Given information:
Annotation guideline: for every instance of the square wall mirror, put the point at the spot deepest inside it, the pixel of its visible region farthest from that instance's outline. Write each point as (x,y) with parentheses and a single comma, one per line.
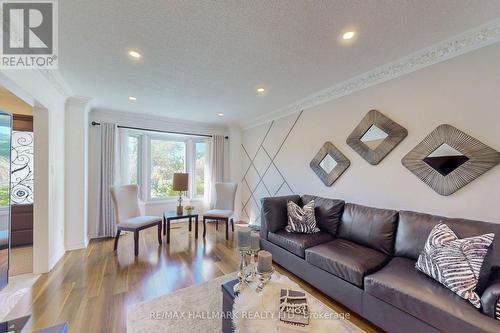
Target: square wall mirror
(329,163)
(448,159)
(375,137)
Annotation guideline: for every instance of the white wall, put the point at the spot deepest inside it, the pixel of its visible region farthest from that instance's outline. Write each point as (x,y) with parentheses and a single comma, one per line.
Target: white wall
(142,121)
(76,172)
(462,92)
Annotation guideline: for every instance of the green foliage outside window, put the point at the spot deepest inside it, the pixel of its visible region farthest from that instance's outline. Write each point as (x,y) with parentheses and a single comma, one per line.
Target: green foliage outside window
(167,158)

Exercise aim:
Could you output the items from the line containing "Annotation guideline: for every instance of the white" through the end of the items, inclusive, as a Markdown table with columns Row and Line, leaving out any blank lines?

Solution to the exercise:
| Row | Line |
|---|---|
| 1 | Annotation guideline: for every instance of the white wall, put the point at the spot deepest inside it, the pixel of its visible region farthest from that instance's outline. Write each point as (x,y) with parentheses and a single comma, one per line. |
| 2 | Target: white wall |
| 3 | (142,121) |
| 4 | (76,172) |
| 5 | (462,92) |
| 6 | Annotation guideline: for every instance of the green foliage outside window, put the point at the spot deepest inside it, the pixel of its visible region farthest from that instance's outline. Write each point as (x,y) with parentheses and a single comma, one per line. |
| 7 | Target: green foliage outside window |
| 8 | (167,158) |